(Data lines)
-- -- --
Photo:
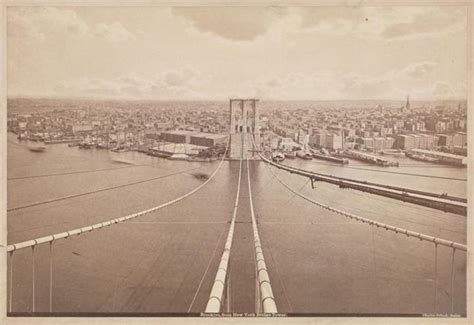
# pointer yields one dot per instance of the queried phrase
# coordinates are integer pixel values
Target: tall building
(405, 108)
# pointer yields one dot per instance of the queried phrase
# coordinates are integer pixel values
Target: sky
(214, 53)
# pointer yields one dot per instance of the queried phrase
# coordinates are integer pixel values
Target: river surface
(318, 262)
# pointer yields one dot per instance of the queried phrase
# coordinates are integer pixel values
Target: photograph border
(267, 320)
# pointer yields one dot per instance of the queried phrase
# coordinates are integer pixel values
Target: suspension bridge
(320, 259)
(242, 281)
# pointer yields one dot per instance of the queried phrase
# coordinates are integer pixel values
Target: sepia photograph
(236, 160)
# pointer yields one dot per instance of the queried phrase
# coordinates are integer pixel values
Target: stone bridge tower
(244, 122)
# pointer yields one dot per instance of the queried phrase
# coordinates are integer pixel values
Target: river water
(318, 262)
-- -- --
** TASK GOAL **
Filter the entries above down to each line containing the string "bridge", matching case exactly, and copy those lines.

** TASK RESPONSE **
Target: suspension bridge
Target: stone bridge tower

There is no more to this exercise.